*EXERCISE BRIEF*: Beginning with the line that holds "the porch roof?", set down each line of the data below through the very last, exactly as given, and nothing beyond that.
# START OF SUPPLIED RECORDS
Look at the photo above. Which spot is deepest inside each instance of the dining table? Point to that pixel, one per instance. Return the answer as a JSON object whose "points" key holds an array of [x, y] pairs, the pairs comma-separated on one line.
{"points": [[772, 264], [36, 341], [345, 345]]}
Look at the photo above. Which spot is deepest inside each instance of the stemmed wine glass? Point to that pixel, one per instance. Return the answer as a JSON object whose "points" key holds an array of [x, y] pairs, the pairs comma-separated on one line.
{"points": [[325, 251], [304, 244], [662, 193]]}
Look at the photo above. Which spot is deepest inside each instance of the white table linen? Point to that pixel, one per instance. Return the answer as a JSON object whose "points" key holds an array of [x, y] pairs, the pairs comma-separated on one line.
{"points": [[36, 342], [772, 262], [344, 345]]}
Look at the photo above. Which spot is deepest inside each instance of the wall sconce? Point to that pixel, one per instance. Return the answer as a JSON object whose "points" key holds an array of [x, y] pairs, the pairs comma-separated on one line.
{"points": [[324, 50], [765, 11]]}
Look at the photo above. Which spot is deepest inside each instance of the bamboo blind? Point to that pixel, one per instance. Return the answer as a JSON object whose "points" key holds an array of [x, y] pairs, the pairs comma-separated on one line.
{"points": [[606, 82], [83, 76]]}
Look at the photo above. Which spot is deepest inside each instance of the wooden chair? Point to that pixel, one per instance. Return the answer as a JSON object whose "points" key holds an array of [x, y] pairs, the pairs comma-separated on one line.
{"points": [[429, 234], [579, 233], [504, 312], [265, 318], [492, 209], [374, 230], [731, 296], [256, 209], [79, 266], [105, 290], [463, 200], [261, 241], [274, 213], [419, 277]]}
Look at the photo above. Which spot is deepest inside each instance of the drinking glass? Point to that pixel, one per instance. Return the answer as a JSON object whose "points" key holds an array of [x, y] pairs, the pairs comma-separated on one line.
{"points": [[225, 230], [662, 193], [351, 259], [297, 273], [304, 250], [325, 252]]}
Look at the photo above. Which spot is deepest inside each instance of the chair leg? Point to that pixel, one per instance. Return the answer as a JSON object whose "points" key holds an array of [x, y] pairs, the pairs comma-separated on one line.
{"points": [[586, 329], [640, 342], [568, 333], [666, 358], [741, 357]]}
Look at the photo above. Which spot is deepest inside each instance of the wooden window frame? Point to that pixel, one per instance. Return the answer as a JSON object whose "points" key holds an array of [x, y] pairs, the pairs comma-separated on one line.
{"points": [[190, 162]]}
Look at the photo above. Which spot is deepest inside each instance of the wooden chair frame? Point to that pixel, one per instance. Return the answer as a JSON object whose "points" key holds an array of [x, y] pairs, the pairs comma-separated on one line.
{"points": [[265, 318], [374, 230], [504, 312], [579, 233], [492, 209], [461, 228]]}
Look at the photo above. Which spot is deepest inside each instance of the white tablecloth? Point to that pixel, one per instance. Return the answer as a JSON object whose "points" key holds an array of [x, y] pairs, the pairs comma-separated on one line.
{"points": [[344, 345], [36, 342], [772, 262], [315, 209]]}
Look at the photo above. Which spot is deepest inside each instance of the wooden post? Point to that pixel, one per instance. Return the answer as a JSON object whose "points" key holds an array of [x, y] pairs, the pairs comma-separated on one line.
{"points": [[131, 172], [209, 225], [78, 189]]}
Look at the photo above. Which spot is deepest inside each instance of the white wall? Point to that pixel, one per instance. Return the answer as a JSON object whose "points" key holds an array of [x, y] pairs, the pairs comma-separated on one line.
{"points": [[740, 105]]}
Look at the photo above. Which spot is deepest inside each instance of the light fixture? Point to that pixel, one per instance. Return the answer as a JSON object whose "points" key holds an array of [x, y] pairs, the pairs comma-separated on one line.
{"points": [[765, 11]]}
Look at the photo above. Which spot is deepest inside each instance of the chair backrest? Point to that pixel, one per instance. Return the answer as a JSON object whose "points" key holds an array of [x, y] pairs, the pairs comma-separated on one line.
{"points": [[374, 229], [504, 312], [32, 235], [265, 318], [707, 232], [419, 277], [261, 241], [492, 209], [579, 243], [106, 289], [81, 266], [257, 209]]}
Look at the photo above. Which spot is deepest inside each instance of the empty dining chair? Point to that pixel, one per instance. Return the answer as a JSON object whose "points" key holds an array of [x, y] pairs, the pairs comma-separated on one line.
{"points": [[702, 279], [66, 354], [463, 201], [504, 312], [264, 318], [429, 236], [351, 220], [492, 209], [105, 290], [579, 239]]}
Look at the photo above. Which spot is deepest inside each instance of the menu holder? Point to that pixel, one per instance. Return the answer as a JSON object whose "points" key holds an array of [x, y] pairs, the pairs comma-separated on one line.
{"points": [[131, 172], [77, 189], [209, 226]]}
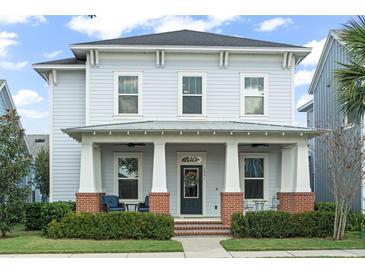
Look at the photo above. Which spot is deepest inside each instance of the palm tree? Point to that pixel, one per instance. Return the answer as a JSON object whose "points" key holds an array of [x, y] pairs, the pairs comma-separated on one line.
{"points": [[351, 77]]}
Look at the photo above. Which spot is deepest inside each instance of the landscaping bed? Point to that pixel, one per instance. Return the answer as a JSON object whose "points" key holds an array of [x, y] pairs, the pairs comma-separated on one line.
{"points": [[34, 242]]}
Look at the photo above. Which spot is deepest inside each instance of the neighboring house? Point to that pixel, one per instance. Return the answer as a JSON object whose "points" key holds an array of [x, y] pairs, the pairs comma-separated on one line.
{"points": [[308, 108], [36, 142], [326, 114], [6, 103], [197, 121]]}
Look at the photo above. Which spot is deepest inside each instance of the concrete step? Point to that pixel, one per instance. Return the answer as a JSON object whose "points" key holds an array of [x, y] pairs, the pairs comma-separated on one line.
{"points": [[203, 233]]}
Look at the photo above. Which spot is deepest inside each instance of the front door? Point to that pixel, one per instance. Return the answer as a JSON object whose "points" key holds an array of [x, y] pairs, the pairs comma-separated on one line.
{"points": [[191, 186]]}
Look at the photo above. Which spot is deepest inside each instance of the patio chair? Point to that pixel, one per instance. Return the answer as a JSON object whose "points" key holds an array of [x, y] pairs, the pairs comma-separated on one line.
{"points": [[144, 207], [112, 203]]}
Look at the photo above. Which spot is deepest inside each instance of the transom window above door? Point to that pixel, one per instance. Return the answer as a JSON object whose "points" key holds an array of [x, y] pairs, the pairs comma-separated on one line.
{"points": [[253, 172], [128, 94], [129, 178], [253, 95], [192, 94]]}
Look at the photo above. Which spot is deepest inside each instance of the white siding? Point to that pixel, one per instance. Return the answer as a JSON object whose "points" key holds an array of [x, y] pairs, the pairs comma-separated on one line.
{"points": [[68, 104], [215, 158], [160, 85]]}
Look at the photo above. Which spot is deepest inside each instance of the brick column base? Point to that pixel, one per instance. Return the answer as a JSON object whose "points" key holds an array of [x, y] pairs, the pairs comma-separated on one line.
{"points": [[89, 202], [296, 202], [160, 202], [231, 202]]}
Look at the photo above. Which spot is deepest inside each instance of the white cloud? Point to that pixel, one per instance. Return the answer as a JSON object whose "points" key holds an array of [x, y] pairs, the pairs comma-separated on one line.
{"points": [[303, 77], [26, 97], [52, 54], [13, 66], [21, 19], [32, 114], [304, 99], [313, 58], [7, 39], [110, 26], [273, 24], [169, 23]]}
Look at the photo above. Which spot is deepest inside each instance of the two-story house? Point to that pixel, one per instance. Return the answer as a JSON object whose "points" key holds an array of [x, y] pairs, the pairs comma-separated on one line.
{"points": [[324, 112], [200, 122]]}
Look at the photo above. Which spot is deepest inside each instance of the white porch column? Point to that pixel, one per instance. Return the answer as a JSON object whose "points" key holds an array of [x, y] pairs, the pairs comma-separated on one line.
{"points": [[295, 168], [232, 177], [302, 168], [90, 169], [159, 168]]}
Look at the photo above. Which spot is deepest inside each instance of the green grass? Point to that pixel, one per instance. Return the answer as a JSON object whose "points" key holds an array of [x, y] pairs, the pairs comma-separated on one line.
{"points": [[351, 241], [27, 242]]}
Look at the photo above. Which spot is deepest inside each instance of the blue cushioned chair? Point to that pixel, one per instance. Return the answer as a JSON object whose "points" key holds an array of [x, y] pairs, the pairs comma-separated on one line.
{"points": [[144, 207], [112, 203]]}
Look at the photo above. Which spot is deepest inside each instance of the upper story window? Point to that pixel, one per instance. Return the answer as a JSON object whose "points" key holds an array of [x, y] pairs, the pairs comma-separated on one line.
{"points": [[192, 94], [128, 93], [254, 94]]}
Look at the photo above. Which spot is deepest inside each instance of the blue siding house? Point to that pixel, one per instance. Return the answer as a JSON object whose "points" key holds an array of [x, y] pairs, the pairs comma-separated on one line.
{"points": [[325, 114]]}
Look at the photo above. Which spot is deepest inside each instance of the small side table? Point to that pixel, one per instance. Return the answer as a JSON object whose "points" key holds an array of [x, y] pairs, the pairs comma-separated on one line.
{"points": [[131, 204]]}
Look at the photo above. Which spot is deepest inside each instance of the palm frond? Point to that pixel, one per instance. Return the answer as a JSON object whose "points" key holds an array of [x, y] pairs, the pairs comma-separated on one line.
{"points": [[351, 91], [353, 34]]}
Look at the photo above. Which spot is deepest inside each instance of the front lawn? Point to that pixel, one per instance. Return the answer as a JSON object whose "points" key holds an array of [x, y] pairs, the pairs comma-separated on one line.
{"points": [[26, 242], [351, 241]]}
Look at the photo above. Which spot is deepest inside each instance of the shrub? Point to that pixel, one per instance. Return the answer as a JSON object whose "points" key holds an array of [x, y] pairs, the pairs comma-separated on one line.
{"points": [[39, 215], [33, 220], [325, 206], [55, 211], [276, 224], [113, 225]]}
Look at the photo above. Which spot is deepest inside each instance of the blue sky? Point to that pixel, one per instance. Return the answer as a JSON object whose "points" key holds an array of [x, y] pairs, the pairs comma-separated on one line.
{"points": [[25, 40]]}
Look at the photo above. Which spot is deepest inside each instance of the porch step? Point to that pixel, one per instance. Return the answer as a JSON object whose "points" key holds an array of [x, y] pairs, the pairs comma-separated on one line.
{"points": [[203, 227]]}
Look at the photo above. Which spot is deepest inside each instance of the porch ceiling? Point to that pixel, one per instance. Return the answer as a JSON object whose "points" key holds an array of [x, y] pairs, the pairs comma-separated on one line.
{"points": [[194, 127]]}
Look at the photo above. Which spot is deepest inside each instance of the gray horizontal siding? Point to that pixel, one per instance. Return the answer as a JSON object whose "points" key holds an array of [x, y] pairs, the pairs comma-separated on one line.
{"points": [[160, 85], [68, 104]]}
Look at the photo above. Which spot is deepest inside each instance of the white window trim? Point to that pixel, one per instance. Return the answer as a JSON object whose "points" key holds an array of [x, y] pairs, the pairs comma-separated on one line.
{"points": [[138, 155], [204, 94], [242, 95], [265, 156], [140, 95]]}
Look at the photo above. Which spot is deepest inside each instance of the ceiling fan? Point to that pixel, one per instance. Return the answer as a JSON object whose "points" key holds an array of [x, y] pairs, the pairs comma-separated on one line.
{"points": [[131, 144]]}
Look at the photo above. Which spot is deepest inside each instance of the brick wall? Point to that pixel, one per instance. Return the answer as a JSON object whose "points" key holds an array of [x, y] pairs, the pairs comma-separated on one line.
{"points": [[231, 202], [160, 202], [89, 202], [296, 202]]}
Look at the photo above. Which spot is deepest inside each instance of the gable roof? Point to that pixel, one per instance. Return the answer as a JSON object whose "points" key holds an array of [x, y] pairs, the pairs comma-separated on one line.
{"points": [[188, 38], [333, 35]]}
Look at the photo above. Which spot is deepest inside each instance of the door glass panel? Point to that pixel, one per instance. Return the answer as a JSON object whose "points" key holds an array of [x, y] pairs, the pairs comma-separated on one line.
{"points": [[191, 183], [254, 167]]}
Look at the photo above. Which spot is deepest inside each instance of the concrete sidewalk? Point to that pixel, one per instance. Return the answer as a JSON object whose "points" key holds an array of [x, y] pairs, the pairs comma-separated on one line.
{"points": [[195, 247]]}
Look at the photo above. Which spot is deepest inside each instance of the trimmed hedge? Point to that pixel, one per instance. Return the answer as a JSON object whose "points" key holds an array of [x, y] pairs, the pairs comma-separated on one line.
{"points": [[39, 215], [276, 224], [113, 225]]}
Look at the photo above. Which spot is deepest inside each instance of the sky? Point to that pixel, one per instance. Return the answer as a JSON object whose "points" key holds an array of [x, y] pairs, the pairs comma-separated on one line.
{"points": [[25, 40]]}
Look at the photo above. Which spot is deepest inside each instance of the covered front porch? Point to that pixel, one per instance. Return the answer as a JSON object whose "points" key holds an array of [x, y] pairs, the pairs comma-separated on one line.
{"points": [[190, 170]]}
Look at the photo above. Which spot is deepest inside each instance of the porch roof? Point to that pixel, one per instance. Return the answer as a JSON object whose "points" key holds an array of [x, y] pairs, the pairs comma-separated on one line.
{"points": [[191, 127]]}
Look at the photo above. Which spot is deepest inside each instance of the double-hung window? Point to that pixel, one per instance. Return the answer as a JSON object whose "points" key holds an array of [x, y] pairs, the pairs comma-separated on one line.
# END OF SUPPLIED RECORDS
*TASK RESPONSE*:
Look at the photo above. Which spot is deepest inside each instance of the porch roof? Point to that pixel, one per instance. Return the answer as a JSON object whose "points" key holds an array of [x, y] pairs, the pairs comma-separated on one line.
{"points": [[191, 127]]}
Look at the photo above. Which spot is deepest inside each instance of the double-hung window? Point to that pixel, one per instance. Return the answer as a JSON object whose "points" key holds an array of [x, y] pairs, the pairs comma-separated on one line.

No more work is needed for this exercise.